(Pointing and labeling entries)

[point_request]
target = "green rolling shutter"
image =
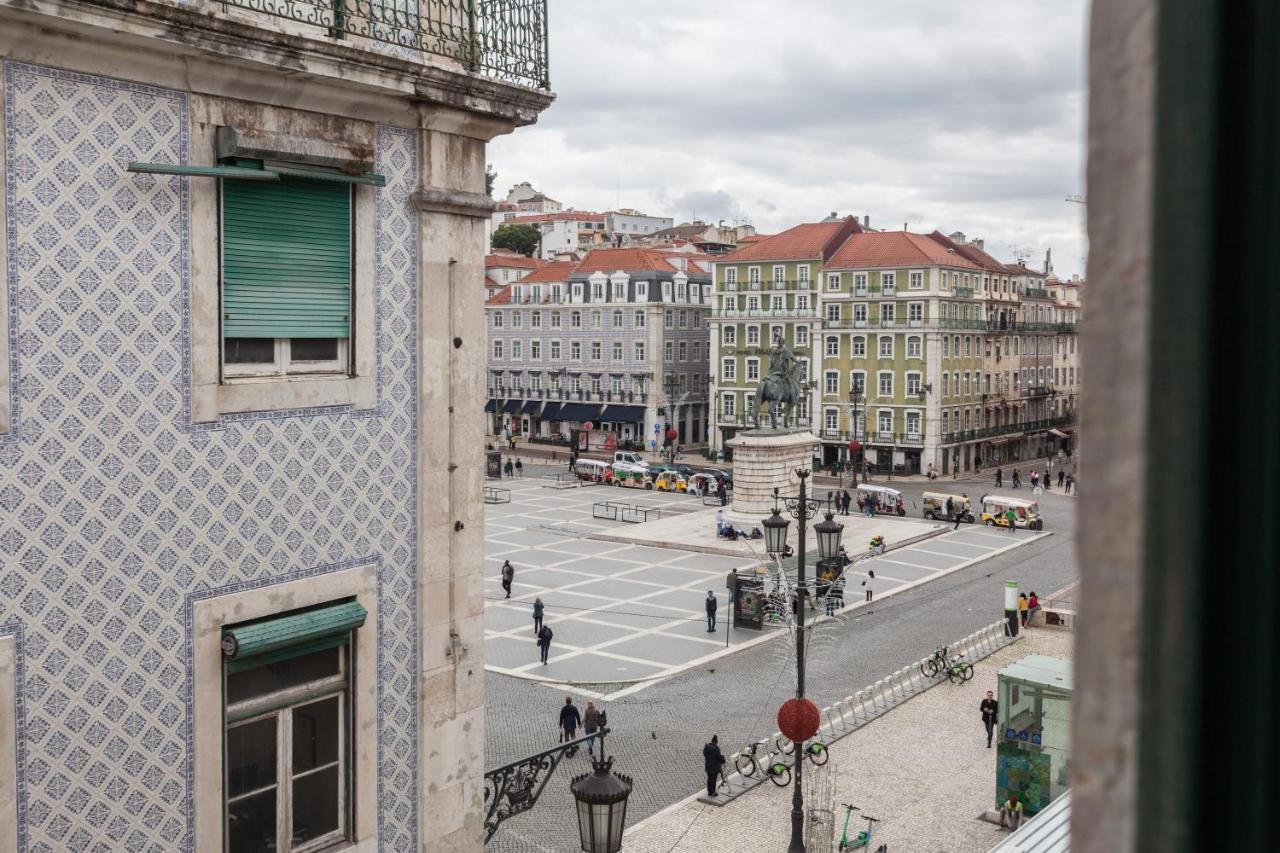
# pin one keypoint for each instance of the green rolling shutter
(277, 639)
(286, 259)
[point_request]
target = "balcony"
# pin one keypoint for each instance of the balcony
(503, 40)
(764, 314)
(1005, 429)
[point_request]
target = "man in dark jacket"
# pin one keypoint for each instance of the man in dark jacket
(570, 720)
(990, 708)
(713, 760)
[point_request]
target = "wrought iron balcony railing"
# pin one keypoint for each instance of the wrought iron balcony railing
(499, 39)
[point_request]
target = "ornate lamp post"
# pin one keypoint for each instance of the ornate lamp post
(828, 532)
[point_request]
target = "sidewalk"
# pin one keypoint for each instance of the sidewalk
(923, 769)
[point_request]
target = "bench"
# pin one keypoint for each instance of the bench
(629, 512)
(493, 495)
(561, 480)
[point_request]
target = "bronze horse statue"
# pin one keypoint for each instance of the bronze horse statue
(781, 384)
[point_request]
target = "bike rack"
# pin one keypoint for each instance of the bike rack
(854, 711)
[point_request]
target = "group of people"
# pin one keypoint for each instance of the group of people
(1065, 480)
(1027, 607)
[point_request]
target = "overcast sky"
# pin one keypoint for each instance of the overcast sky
(938, 114)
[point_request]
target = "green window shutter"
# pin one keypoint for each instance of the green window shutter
(275, 639)
(286, 259)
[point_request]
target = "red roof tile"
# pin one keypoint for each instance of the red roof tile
(807, 241)
(874, 249)
(549, 272)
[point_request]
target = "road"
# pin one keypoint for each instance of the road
(659, 731)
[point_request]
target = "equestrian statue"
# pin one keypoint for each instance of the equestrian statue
(784, 384)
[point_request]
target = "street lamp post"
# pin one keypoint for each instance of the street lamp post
(803, 509)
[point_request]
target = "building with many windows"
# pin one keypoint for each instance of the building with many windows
(617, 340)
(238, 242)
(915, 346)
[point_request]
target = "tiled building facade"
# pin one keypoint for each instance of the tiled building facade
(161, 498)
(617, 340)
(908, 342)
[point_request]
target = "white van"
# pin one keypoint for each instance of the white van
(629, 461)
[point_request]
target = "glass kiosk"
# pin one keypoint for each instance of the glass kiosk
(1033, 756)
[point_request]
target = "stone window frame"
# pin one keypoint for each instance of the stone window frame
(208, 617)
(214, 395)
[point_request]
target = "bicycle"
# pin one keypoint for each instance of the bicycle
(864, 836)
(749, 766)
(959, 670)
(936, 664)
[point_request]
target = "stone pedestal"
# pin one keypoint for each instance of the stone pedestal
(763, 460)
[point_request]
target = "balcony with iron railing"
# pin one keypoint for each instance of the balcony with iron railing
(1006, 429)
(503, 40)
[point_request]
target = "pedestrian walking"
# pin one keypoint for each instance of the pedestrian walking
(544, 642)
(1011, 812)
(508, 574)
(590, 724)
(570, 720)
(990, 708)
(713, 762)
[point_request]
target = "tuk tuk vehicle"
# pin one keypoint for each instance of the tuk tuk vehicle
(590, 470)
(936, 506)
(885, 500)
(632, 479)
(995, 509)
(702, 483)
(670, 482)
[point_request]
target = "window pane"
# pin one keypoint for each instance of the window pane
(250, 350)
(312, 349)
(251, 824)
(315, 734)
(270, 678)
(315, 804)
(251, 756)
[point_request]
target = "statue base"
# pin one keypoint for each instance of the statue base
(763, 460)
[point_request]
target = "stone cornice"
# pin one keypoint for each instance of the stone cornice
(494, 106)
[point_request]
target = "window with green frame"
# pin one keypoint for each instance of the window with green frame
(287, 273)
(287, 692)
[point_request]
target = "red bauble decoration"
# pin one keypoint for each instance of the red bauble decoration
(799, 719)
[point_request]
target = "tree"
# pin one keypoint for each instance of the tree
(519, 238)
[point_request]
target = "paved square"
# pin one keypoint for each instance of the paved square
(620, 612)
(625, 612)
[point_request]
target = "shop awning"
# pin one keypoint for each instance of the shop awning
(579, 411)
(622, 414)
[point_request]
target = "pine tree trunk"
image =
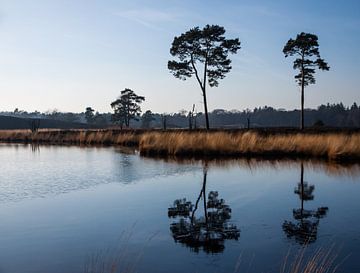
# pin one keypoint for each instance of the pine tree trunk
(302, 94)
(206, 112)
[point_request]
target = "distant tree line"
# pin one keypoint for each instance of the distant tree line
(332, 115)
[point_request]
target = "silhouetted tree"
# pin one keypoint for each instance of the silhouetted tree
(34, 125)
(307, 221)
(89, 115)
(208, 232)
(207, 47)
(306, 48)
(126, 107)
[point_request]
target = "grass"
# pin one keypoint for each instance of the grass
(335, 146)
(323, 260)
(332, 145)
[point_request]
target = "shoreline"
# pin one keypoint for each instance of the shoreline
(270, 143)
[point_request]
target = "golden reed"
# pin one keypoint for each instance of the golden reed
(331, 145)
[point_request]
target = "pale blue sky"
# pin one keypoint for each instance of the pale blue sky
(69, 54)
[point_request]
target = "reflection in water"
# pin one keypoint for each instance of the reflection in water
(207, 233)
(35, 148)
(304, 230)
(348, 169)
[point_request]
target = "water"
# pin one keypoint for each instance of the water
(73, 209)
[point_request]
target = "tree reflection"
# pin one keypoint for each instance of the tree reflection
(305, 228)
(208, 232)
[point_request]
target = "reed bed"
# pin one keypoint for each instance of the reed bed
(181, 143)
(325, 145)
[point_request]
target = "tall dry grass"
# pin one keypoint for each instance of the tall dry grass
(330, 145)
(87, 137)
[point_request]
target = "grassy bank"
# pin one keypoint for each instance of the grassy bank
(333, 145)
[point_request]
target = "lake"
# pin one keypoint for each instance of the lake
(79, 209)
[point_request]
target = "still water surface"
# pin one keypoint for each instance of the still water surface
(72, 209)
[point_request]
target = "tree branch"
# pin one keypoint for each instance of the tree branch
(196, 72)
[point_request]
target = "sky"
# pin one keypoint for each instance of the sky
(70, 54)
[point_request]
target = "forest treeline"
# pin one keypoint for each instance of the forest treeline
(329, 115)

WORK TO DO
Retype each line of the listing above word for word. Exclude the pictures.

EXERCISE ANSWER
[point_request]
target = "green rolling shutter"
image =
# pin one keypoint for each instance of the green rolling shutter
(277, 639)
(286, 259)
[point_request]
target = "balcony"
# pin one keypoint for each instance of the balcony
(503, 40)
(764, 314)
(1005, 429)
[point_request]
target = "man in dark jacket"
# pin one keypoint for each instance of the man in dark jacket
(570, 720)
(990, 708)
(713, 760)
[point_request]
target = "wrought iron balcony railing"
# pin one keypoint for each instance of the wrought iron balcony railing
(499, 39)
[point_request]
target = "ornate lamp post"
# pin one keypoint for each instance of the ornate lamp post
(828, 532)
[point_request]
target = "sidewalk"
# pin one keypoint for each instance of the sidewalk
(923, 769)
[point_request]
target = "bench"
# pin one keypoint for each instance of the bench
(629, 512)
(493, 495)
(561, 480)
[point_request]
target = "bronze horse statue"
# pin one keypoint for each instance of the bronze horse statue
(781, 384)
[point_request]
target = "bike rack"
# pin one keypoint for each instance of the bike rack
(854, 711)
[point_request]
target = "group of people"
# pin one keypoint for each instance of the group of people
(1065, 480)
(1027, 607)
[point_request]
target = "overcast sky"
# pin one keypoint for each instance of the overcast sky
(938, 114)
[point_request]
target = "green window shutter"
# pin one keypoint for each instance of the green window shutter
(275, 639)
(286, 259)
[point_request]
target = "red roof tile"
# pin one keypoint for each instance of the red roof tile
(807, 241)
(874, 249)
(549, 272)
[point_request]
target = "road"
# pin one keypoint for each instance of the road
(659, 731)
[point_request]
target = "equestrian statue"
# pin one keypoint for each instance of the equestrian statue
(784, 384)
[point_request]
target = "street lamp post"
# pin one keypoint for each instance of the street lamp post
(803, 509)
[point_request]
target = "building with many windows"
# pin one keypoint for each instance of the building with many windows
(617, 340)
(238, 242)
(915, 346)
[point_request]
target = "tiled building facade"
# pin one keypoint for each instance of the tiled building facade
(161, 498)
(617, 340)
(908, 342)
[point_request]
target = "white van"
# pin one keypoint for each instance of the white van
(629, 461)
[point_request]
target = "glass kiosk"
# pin one keypoint for each instance of the glass kiosk
(1033, 756)
[point_request]
target = "stone window frame"
# pin one keypoint for each instance of the stone window frame
(208, 617)
(214, 395)
[point_request]
target = "bicycle"
# pin one keypoint for each instance of the bicycle
(864, 836)
(749, 766)
(959, 670)
(936, 664)
[point_request]
target = "stone pedestal"
# pin one keypoint for each instance of the stone pedestal
(763, 460)
[point_request]
target = "balcony with iron railing"
# pin one keypoint for each instance of the balcony with iron railing
(1006, 429)
(503, 40)
[point_request]
target = "pedestrian walking"
# pin one keypoint for each instance of the pedestrian walking
(544, 642)
(1011, 812)
(508, 574)
(590, 724)
(570, 720)
(990, 708)
(713, 762)
[point_request]
target = "tuk tuk vehicle"
# pin one keypoint for each instance of the tuk tuk vehicle
(590, 470)
(936, 506)
(885, 500)
(632, 479)
(995, 509)
(702, 483)
(670, 482)
[point_request]
target = "window pane"
# pin one keypoint for each instance of the window pane
(250, 350)
(312, 349)
(251, 824)
(315, 734)
(270, 678)
(315, 804)
(251, 756)
[point_request]
target = "statue base"
# pin one keypoint for each instance of the statue base
(763, 460)
[point_request]
target = "stone cornice"
# pin one keypoint for each instance of the stone cornice
(494, 106)
[point_request]
target = "window with green frame"
# pin one keypoint for each instance of the window with green frame
(287, 273)
(287, 692)
[point_request]
target = "red bauble decoration"
# pin one keypoint for each instance of the red bauble decoration
(799, 719)
[point_request]
target = "tree"
# pin one keypoint for each instance of the tree
(519, 238)
[point_request]
target = "paved square"
# pin one keypoint for each instance of the paved square
(620, 612)
(625, 612)
[point_request]
target = "shop awning"
# pin one keypoint for each instance of the shop awning
(579, 411)
(622, 414)
[point_request]
target = "pine tree trunk"
image =
# pin one keypoint for each instance of the pine tree trunk
(302, 94)
(206, 112)
[point_request]
target = "distant tree line"
# pin one keypoint for each instance of the distant tree line
(332, 115)
[point_request]
target = "silhouetted tree"
# pin one keypoint for each instance of the silhouetted tree
(34, 125)
(307, 221)
(89, 115)
(208, 232)
(207, 47)
(306, 48)
(126, 107)
[point_request]
target = "grass"
# pin one keypoint for each instance of the grass
(335, 146)
(323, 260)
(332, 145)
[point_request]
target = "shoreline"
# pin one keypoint for each instance of the shoreline
(270, 143)
[point_request]
target = "golden reed"
# pin one keypoint for each instance of the golden reed
(331, 145)
[point_request]
target = "pale blue sky"
# pin one keypoint for each instance of the pale blue sky
(69, 54)
[point_request]
target = "reflection in water"
# pin one keypoint for each instance of the reflection in water
(207, 233)
(35, 148)
(304, 230)
(348, 169)
[point_request]
target = "water"
# pin one keypoint for each instance of the water
(73, 209)
[point_request]
target = "tree reflection"
# pin one keypoint for each instance of the tree reflection
(305, 228)
(208, 232)
[point_request]
target = "reed bed"
# pin one keypoint for each instance of the reed bed
(181, 143)
(325, 145)
[point_request]
target = "tall dry grass"
# pin one keypoint for each instance of the tall dry grass
(330, 145)
(87, 137)
[point_request]
target = "grassy bank"
# pin one keypoint for each instance of the grassy bank
(333, 145)
[point_request]
target = "lake"
# pin one keypoint for each instance of the lake
(79, 209)
[point_request]
target = "still water surface"
# pin one keypoint for each instance of the still water surface
(72, 209)
[point_request]
target = "tree branch"
# pin one keypoint for each instance of the tree branch
(196, 72)
[point_request]
target = "sky"
# pin one keypoint for each instance of the sky
(70, 54)
[point_request]
target = "forest treeline"
# pin one keypoint for each instance of the forest treeline
(329, 115)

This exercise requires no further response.